EXERCISE INSTRUCTIONS:
Could you extract the full text of the homework assignment below, word for word, from its heading through its final sentence?

[PROVIDED PASSAGE — start]

Homework 9

Due: 2020-10-20, 11:59pm

For this homework you should submit a ZIP archive called firstnameLastnameHW9.zip. When unzipped there should be a single directory/folder called firstnameLastnameHW9 and all files should be within that directory. For this homework that directory should contain:

  • A single document with the answers to all the following items in HTML or IPYNB format. Make sure you include plain English blocks in between the code and its output, to interpret what R is giving you. There should also be comments in the R code blocks prefixed with #.
  • Code file used to generate the HTML file in RMD format (not needed if using IPYNB).

In this homework we will practice hypothesis tests and set the stage for the final project.

1. Arabidopsis data (50%)

  • The fitness of the plants appear to vary from year to year, and between Sweden and Italy. Using hypothesis tests and confidence intervals, what can you say about the the average fitness in Sweden in 2010 and 2011? What can you say about the difference in average fitness in 2010 between Italy and Sweden?

  • The FLC gene is known to affect floweting time, a key driver of response to the environment, and fitness in plants. Using hypothesis tests and confidence intervals what can you say about the effect of the gene on fitness in Arabidopsis in Sweden and Italy in the years 2009, 2010, and 2011.

2. Soccer data (25%)

  • Do half of Premier League games end in a draw? Use the soccer data to answer this question. Use prop.test to perform the hypothesis test. Comment on the conclusion.

3. Project preparation (25%)

  • State the main goal of your project (it should succintly articulate a specific aim).
  • In a paragraph or two explain the background scientific knowledge leading up to your project.
  • Describe the data/study that you will be using for your project (about a paragraph). State if you have access to it, how large it is (number of variables, number of individuals), and if it is in one file or multiple files.
  • Write a brief data analysis plan. Imagine that you are giving instructions to another version of yourself. Make a list of specific analyses you should do. Broadly they should cover: reading the data, data exploration and visualization, summary statistics, and hypothesis-driven analyses.

4. Acknowledgements

Cite resources or individuals helping you.

[PROVIDED PASSAGE — finish]
[DATA UNDER STUDY — start]

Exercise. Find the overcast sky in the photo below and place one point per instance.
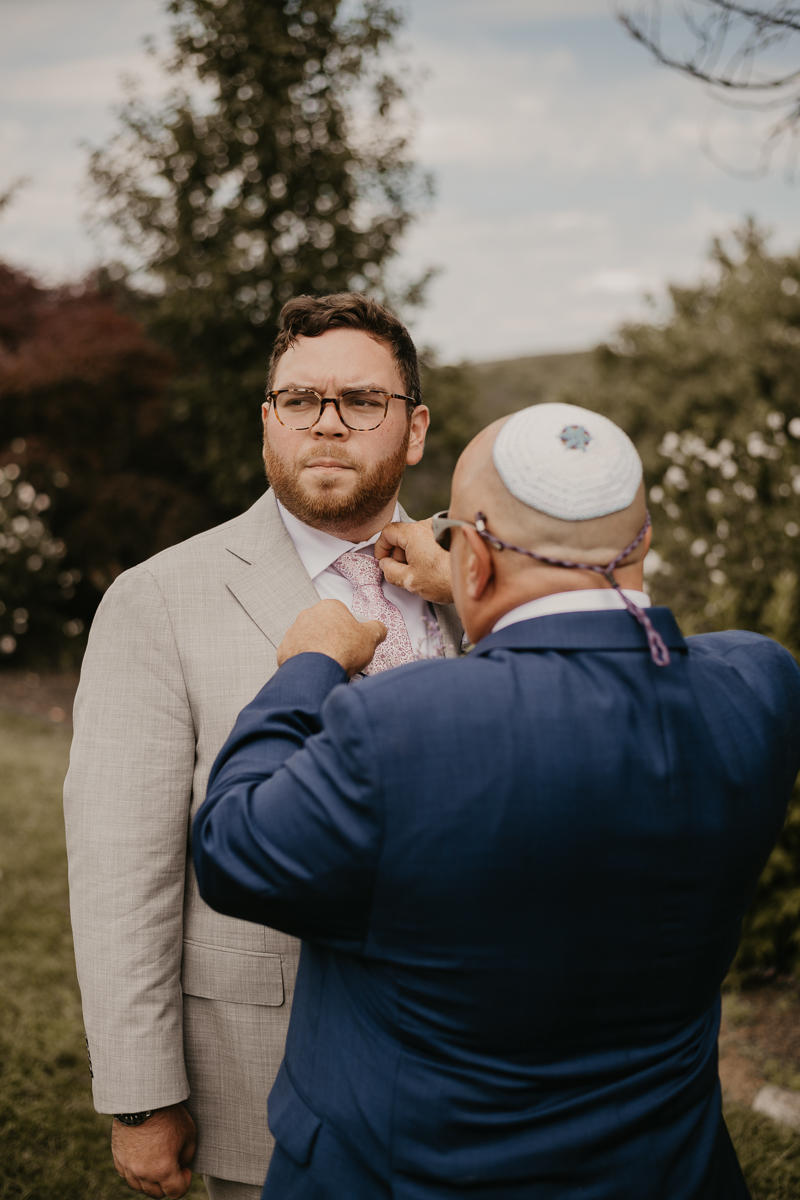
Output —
(570, 169)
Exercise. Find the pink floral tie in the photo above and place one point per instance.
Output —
(368, 600)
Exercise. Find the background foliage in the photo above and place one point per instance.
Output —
(710, 396)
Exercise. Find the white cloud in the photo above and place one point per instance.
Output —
(548, 280)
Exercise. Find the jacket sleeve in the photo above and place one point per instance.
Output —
(289, 831)
(126, 799)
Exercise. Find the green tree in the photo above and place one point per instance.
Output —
(710, 395)
(289, 174)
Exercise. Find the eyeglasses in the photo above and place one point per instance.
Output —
(301, 408)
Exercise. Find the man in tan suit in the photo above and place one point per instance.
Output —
(186, 1011)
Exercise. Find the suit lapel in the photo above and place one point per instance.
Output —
(266, 575)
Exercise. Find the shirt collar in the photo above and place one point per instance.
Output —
(318, 550)
(583, 600)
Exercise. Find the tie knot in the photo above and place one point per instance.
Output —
(361, 570)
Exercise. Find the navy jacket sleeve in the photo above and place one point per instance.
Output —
(289, 832)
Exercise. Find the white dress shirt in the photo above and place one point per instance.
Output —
(319, 550)
(583, 600)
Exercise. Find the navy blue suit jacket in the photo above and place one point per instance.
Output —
(519, 879)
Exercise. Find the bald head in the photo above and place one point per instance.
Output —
(477, 487)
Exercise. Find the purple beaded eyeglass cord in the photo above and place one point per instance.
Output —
(659, 652)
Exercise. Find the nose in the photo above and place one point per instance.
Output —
(330, 424)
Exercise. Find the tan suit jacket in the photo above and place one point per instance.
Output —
(179, 1001)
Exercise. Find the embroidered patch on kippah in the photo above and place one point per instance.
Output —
(575, 437)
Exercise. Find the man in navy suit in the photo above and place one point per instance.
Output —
(519, 876)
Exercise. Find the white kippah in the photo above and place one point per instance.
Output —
(567, 462)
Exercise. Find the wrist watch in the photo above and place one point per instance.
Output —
(133, 1119)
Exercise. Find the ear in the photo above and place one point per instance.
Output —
(420, 421)
(480, 564)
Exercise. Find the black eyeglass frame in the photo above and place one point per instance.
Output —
(272, 396)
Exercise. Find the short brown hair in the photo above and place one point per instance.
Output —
(312, 316)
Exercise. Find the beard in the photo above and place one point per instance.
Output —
(320, 504)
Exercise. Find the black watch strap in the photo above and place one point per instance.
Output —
(133, 1119)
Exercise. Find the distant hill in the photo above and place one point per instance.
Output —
(509, 384)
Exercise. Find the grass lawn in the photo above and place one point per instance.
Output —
(53, 1145)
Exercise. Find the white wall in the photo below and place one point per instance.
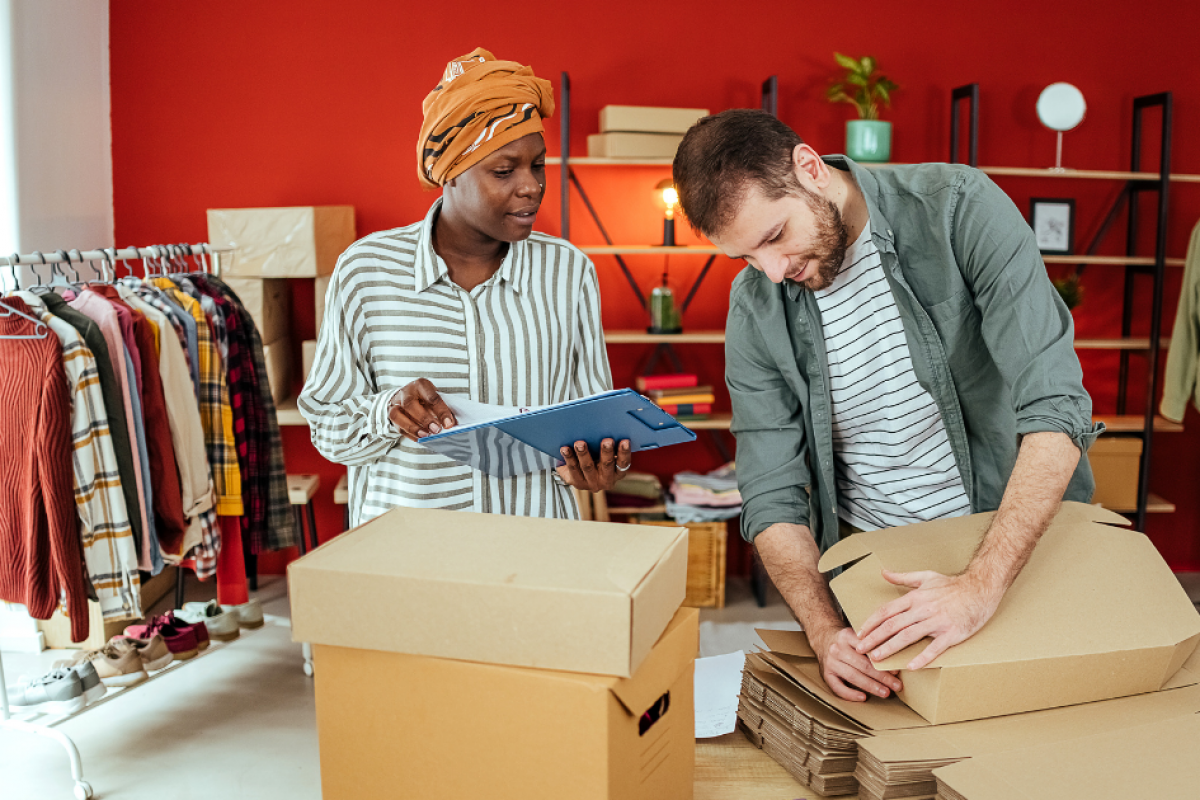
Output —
(57, 148)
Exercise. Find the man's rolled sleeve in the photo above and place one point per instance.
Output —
(773, 471)
(1026, 325)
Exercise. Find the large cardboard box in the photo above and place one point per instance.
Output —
(633, 145)
(286, 242)
(268, 301)
(402, 726)
(649, 119)
(1096, 613)
(1116, 463)
(551, 594)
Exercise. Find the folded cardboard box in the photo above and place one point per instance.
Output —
(1157, 759)
(286, 242)
(268, 301)
(551, 594)
(649, 119)
(1096, 613)
(633, 145)
(402, 726)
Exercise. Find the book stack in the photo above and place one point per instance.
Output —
(678, 395)
(641, 131)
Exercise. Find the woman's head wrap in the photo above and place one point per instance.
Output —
(480, 106)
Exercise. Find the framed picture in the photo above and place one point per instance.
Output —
(1054, 224)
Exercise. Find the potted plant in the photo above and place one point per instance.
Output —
(868, 138)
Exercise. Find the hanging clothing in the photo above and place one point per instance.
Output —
(41, 555)
(1183, 358)
(105, 530)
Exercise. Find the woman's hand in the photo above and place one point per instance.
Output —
(418, 410)
(586, 473)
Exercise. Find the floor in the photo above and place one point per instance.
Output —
(239, 723)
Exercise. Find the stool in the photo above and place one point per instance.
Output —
(301, 488)
(342, 498)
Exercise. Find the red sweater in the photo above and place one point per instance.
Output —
(41, 554)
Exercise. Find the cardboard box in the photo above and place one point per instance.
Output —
(307, 355)
(269, 304)
(1116, 463)
(649, 119)
(1096, 613)
(277, 356)
(321, 288)
(1152, 761)
(633, 145)
(550, 594)
(287, 242)
(402, 726)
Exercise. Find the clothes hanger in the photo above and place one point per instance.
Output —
(40, 329)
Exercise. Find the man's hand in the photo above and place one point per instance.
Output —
(582, 471)
(947, 608)
(418, 410)
(846, 671)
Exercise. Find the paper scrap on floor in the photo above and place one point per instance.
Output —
(718, 681)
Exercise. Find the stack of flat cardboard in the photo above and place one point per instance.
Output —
(641, 131)
(1095, 635)
(466, 655)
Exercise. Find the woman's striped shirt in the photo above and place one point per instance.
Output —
(531, 335)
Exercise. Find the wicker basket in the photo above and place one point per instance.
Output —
(706, 561)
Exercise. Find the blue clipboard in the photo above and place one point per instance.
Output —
(532, 441)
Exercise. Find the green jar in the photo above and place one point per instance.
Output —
(869, 140)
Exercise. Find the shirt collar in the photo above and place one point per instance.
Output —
(430, 269)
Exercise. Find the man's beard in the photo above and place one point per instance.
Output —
(831, 240)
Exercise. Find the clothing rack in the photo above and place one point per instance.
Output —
(157, 259)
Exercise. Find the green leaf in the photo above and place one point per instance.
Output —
(846, 61)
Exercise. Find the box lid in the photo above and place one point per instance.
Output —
(551, 594)
(1087, 589)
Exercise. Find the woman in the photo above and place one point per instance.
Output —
(467, 302)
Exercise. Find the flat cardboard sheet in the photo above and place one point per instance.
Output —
(1095, 614)
(1152, 761)
(550, 594)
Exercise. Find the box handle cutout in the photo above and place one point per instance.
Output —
(653, 714)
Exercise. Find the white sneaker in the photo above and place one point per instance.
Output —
(250, 614)
(221, 624)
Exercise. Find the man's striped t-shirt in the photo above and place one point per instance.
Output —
(892, 457)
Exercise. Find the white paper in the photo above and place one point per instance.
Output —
(718, 684)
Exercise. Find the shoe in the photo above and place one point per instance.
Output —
(153, 651)
(250, 614)
(115, 667)
(180, 642)
(59, 691)
(222, 625)
(199, 629)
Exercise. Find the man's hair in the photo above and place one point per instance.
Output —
(721, 156)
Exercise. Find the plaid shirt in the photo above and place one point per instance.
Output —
(279, 530)
(216, 414)
(107, 536)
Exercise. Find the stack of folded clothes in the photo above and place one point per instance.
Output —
(705, 498)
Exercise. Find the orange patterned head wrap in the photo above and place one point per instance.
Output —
(480, 106)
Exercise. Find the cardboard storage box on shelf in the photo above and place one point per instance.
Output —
(277, 356)
(633, 145)
(405, 726)
(551, 594)
(1096, 613)
(268, 301)
(648, 119)
(286, 242)
(1115, 463)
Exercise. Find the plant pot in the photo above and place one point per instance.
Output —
(869, 140)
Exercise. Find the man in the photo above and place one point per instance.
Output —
(895, 355)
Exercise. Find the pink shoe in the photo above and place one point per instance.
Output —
(181, 642)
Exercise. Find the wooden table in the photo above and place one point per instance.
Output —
(730, 768)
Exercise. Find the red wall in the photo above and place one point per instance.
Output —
(305, 102)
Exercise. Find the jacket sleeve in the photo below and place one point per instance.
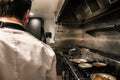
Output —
(51, 74)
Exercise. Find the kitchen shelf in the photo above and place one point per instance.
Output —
(107, 28)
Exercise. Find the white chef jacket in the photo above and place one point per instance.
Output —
(23, 57)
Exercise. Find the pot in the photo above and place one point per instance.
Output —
(102, 76)
(85, 65)
(78, 60)
(99, 64)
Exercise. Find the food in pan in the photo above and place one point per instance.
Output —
(102, 76)
(85, 65)
(99, 64)
(78, 60)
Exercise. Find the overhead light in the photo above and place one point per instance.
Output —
(31, 14)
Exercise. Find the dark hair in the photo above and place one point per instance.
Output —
(14, 8)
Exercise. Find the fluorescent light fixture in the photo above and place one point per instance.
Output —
(31, 14)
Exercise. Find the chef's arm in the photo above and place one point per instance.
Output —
(51, 74)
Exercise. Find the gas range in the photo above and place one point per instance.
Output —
(71, 71)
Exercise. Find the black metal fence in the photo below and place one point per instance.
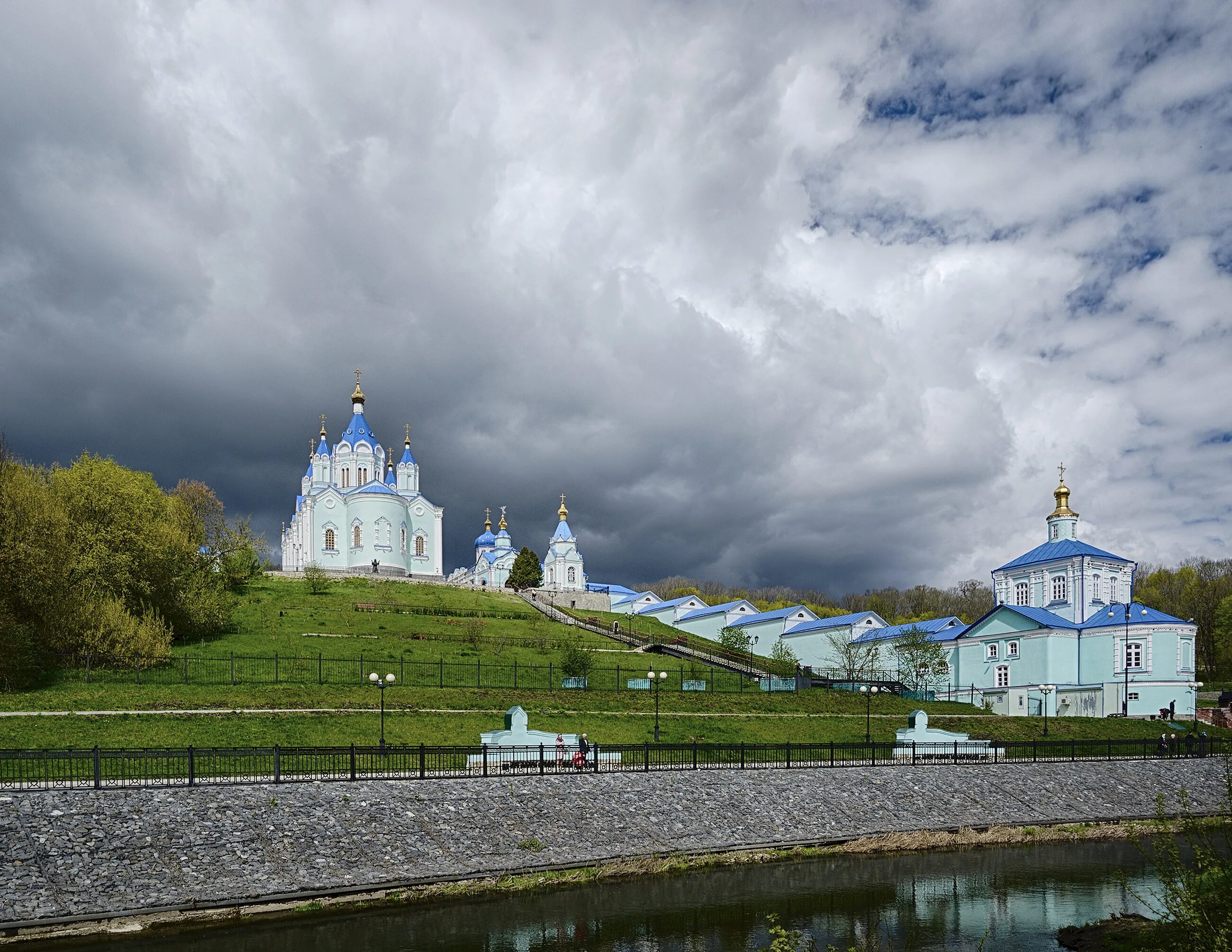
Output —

[DATA UNDER STUDY — finish]

TASK SOLUTION:
Homework 9

Due: 2020-10-20, 11:59pm

For this homework you should submit a ZIP archive called firstnameLastnameHW9.zip. When unzipped there should be a single directory/folder called firstnameLastnameHW9 and all files should be within that directory. For this homework that directory should contain:

  • A single document with the answers to all the following items in HTML or IPYNB format. Make sure you include plain English blocks in between the code and its output, to interpret what R is giving you. There should also be comments in the R code blocks prefixed with #.
  • Code file used to generate the HTML file in RMD format (not needed if using IPYNB).

In this homework we will practice hypothesis tests and set the stage for the final project.

1. Arabidopsis data (50%)

  • The fitness of the plants appear to vary from year to year, and between Sweden and Italy. Using hypothesis tests and confidence intervals, what can you say about the the average fitness in Sweden in 2010 and 2011? What can you say about the difference in average fitness in 2010 between Italy and Sweden?

  • The FLC gene is known to affect floweting time, a key driver of response to the environment, and fitness in plants. Using hypothesis tests and confidence intervals what can you say about the effect of the gene on fitness in Arabidopsis in Sweden and Italy in the years 2009, 2010, and 2011.

2. Soccer data (25%)

  • Do half of Premier League games end in a draw? Use the soccer data to answer this question. Use prop.test to perform the hypothesis test. Comment on the conclusion.

3. Project preparation (25%)

  • State the main goal of your project (it should succintly articulate a specific aim).
  • In a paragraph or two explain the background scientific knowledge leading up to your project.
  • Describe the data/study that you will be using for your project (about a paragraph). State if you have access to it, how large it is (number of variables, number of individuals), and if it is in one file or multiple files.
  • Write a brief data analysis plan. Imagine that you are giving instructions to another version of yourself. Make a list of specific analyses you should do. Broadly they should cover: reading the data, data exploration and visualization, summary statistics, and hypothesis-driven analyses.

4. Acknowledgements

Cite resources or individuals helping you.